● Directions for this task
Reproduce the part of the entries that opens with the line containing "mountains. Return a box per instance." and closes with the line containing "[32,384,558,977]", changing "rocky shoreline" to "rugged shoreline" and leaving everything else unchanged.

● Supplied data
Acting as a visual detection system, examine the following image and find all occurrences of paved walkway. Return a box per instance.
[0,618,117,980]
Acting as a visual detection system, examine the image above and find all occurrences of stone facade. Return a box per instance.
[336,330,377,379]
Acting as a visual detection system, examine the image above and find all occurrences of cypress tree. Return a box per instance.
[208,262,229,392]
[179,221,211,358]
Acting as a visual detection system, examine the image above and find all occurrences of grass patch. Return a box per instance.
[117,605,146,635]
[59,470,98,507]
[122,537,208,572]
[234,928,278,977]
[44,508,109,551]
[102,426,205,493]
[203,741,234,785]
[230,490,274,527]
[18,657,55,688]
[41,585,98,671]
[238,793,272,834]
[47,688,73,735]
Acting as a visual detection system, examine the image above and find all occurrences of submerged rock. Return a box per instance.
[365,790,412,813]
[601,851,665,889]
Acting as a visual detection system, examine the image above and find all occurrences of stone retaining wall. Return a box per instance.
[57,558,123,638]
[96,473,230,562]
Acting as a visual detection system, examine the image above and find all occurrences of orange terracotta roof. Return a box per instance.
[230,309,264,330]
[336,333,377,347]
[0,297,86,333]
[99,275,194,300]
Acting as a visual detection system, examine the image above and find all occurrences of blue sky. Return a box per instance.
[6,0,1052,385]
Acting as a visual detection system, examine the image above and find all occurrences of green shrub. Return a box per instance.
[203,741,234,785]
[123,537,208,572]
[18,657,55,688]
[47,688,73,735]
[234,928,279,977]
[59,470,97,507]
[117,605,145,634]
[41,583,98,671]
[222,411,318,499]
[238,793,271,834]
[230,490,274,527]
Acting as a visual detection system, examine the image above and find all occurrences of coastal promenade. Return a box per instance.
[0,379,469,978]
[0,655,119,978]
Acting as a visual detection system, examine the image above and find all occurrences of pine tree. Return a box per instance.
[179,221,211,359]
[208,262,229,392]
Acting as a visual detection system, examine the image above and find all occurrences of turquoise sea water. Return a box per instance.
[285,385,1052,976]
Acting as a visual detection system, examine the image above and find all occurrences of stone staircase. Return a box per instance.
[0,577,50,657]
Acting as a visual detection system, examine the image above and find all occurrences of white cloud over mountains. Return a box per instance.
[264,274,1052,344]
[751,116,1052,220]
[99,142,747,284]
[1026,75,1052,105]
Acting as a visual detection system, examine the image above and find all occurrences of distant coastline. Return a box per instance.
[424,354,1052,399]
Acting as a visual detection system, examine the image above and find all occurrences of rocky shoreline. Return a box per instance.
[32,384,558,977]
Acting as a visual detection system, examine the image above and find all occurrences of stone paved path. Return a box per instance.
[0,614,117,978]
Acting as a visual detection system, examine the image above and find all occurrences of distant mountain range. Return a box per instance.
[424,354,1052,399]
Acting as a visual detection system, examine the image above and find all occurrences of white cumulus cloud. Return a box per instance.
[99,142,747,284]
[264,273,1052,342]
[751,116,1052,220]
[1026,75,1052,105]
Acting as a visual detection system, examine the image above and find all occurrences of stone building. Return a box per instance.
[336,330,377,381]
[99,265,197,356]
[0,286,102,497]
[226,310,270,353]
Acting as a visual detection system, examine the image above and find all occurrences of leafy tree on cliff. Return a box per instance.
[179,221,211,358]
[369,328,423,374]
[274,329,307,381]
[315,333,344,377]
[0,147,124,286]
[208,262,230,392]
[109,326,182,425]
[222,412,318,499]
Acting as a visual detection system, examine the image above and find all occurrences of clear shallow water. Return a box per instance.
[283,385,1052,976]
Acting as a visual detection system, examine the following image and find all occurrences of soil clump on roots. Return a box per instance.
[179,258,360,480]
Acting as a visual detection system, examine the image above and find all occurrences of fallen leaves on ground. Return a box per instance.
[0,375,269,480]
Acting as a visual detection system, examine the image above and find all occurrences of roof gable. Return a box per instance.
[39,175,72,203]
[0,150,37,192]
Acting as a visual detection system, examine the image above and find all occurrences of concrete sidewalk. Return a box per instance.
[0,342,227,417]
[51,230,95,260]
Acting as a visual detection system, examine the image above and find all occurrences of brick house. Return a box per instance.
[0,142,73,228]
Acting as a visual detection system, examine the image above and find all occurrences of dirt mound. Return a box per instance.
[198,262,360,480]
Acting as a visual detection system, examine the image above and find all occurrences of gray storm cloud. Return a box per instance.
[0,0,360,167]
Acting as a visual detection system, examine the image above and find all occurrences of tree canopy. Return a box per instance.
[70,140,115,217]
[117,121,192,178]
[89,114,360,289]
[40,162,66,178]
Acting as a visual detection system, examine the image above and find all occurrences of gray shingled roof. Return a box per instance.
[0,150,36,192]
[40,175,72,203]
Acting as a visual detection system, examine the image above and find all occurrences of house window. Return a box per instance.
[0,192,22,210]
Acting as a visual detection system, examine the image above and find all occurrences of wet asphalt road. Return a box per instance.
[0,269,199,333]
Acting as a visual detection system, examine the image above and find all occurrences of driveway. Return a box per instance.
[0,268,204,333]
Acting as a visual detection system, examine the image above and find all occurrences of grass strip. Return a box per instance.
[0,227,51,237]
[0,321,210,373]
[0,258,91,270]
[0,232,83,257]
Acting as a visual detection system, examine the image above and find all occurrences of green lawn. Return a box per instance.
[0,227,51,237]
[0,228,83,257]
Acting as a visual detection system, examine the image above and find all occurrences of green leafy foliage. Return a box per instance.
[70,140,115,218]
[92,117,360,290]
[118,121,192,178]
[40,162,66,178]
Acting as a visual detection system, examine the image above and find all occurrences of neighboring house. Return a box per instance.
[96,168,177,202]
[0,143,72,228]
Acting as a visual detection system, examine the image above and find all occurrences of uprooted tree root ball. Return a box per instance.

● Answer to this exercise
Acting as a visual detection system, examine the image above and find all occurrences of white cloud over mountains. Return a box per instance.
[264,274,1052,344]
[751,116,1052,220]
[99,142,747,284]
[1026,75,1052,105]
Acting as a visual detection system, examine the image above and find all occurrences of distant coastline. Return a box per instance.
[424,354,1052,399]
Acting as a visual detection system, examine the image above and find all occurrences of rugged shoreline. Return a box per instance.
[32,384,558,977]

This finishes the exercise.